◆ TEXT SHOWN:
※ ※ ※

Commercially, it reached number one in Spain and topped the Billboard Hot Latin Songs, Latin Pop Airplay, and Tropical Airplay charts in the United States. It became her first Spanish-language song to rank on the Billboard Hot 100, where it peaked at number 77. Furthermore, it reached 100 in the Netherlands, 76 in Switzerland, and numbers 8 and 31 on the Billboard Dance Club Songs and Regional Mexican Airplay charts in the United States, respectively. Due to it ranking on the latter chart, however, Epic Records was suspected of performing payola by the magazine.

==Formats and track listings==
Remixes
1. No Me Dejes De Querer (Album Version) – 3:28
2. No Me Dejes De Querer (Pablo Flores Miami Mix) – 8:37
3. No Me Dejes De Querer ("Flores" Del Caribe Mix Radio Edit) – 4:27
4. No Me Dejes De Querer (Unplugged) – 3:27

==Charts==

===Weekly charts===

Chart performance for "No Me Dejes de Querer"

※ ※ ※

◆ ENTRIES SHOWN:
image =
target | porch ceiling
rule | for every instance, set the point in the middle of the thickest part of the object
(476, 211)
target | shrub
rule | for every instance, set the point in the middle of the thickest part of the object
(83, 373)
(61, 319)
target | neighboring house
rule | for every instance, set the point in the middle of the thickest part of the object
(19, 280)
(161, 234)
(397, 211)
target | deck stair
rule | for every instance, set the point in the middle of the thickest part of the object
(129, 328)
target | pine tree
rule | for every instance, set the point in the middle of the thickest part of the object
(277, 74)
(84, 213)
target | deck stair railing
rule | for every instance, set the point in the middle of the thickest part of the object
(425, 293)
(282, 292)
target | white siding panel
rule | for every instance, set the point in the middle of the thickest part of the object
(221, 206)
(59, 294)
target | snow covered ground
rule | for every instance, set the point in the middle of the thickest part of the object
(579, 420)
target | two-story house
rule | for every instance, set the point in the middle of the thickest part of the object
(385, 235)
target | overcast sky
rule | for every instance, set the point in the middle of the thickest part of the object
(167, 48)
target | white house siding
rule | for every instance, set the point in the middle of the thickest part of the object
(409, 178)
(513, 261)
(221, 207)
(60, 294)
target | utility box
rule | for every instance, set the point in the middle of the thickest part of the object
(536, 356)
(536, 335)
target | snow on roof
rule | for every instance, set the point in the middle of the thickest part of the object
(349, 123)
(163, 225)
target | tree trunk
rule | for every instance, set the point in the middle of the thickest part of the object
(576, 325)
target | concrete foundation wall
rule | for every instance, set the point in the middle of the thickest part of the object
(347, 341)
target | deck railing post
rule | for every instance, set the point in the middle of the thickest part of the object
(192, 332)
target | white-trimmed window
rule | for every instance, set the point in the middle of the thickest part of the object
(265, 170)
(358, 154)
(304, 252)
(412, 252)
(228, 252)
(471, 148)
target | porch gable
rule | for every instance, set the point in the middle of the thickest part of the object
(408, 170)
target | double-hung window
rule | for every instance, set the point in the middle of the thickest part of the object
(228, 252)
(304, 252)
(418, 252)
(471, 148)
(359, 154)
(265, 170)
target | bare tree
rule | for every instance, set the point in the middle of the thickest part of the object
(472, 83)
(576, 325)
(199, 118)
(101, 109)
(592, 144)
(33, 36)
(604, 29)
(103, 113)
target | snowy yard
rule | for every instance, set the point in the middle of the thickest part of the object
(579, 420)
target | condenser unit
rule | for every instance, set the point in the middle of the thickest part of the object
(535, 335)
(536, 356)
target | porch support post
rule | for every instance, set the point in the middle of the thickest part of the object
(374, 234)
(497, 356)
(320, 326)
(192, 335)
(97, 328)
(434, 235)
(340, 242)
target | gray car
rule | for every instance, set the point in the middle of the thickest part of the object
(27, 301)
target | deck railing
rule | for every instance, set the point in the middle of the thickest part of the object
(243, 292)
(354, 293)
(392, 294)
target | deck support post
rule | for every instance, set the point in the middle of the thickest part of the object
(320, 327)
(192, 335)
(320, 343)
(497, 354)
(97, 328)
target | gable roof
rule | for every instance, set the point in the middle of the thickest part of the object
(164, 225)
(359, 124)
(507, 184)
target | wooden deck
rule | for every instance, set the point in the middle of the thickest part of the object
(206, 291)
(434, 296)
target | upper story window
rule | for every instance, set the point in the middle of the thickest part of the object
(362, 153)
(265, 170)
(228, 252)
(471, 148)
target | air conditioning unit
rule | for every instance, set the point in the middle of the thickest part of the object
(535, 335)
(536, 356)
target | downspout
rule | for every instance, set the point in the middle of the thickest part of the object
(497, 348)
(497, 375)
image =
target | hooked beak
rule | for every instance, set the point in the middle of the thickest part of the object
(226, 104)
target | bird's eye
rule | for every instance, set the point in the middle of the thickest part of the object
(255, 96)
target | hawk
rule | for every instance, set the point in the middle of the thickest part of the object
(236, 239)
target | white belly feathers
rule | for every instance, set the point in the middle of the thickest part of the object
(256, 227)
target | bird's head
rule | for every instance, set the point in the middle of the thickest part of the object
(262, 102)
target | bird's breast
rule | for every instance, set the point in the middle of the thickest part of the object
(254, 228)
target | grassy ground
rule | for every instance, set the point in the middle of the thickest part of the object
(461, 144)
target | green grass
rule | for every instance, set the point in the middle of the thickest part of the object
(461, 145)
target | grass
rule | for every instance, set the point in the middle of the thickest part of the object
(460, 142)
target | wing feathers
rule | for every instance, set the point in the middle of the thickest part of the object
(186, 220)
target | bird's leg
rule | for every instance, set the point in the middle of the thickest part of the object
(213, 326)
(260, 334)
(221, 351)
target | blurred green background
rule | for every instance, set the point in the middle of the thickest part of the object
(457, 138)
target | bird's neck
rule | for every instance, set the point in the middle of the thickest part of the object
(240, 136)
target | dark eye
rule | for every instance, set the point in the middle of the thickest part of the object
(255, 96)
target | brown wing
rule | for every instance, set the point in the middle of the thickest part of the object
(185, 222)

※ ※ ※

◆ TASKS TO CARRY OUT:
1. According to the passage about "No Me Dejes de Querer," why was Epic Records suspected of payola?
2. Swap "Switzerland" for "Austria" in the passage about "No Me Dejes de Querer," and write out the part from "Commercially, it reached" to "by the magazine." with that change.
3. Go on with the passage about "No Me Dejes de Querer," starting right after its final line.

◆ WRITTEN ANSWERS:
1. The song ranked on the Regional Mexican Airplay chart. Because of that ranking, the magazine suspected Epic Records of payola.

2.
Commercially, it reached number one in Spain and topped the Billboard Hot Latin Songs, Latin Pop Airplay, and Tropical Airplay charts in the United States. It became her first Spanish-language song to rank on the Billboard Hot 100, where it peaked at number 77. Furthermore, it reached 100 in the Netherlands, 76 in Austria, and numbers 8 and 31 on the Billboard Dance Club Songs and Regional Mexican Airplay charts in the United States, respectively. Due to it ranking on the latter chart, however, Epic Records was suspected of performing payola by the magazine.

3.
| Chart (2000) | Peak position |
|---|---|
| Europe (European Hot 100 Singles) | 99 |
| Italy Airplay (Music & Media) | 2 |
| Netherlands (Single Top 100) | 100 |
| Spain (Promusicae) | 1 |
| Switzerland (Schweizer Hitparade) | 76 |
| US Billboard Hot 100 | 77 |
| US Dance Club Songs (Billboard) | 8 |
| US Hot Latin Songs (Billboard) | 1 |

===Year-end charts===

2000 year-end chart performance for "No Me Dejes de Querer"
| Chart (2000) | Position |
|---|---|
| US Hot Latin Songs (Billboard) | 23 |

==See also==
- List of number-one singles of 2000 (Spain)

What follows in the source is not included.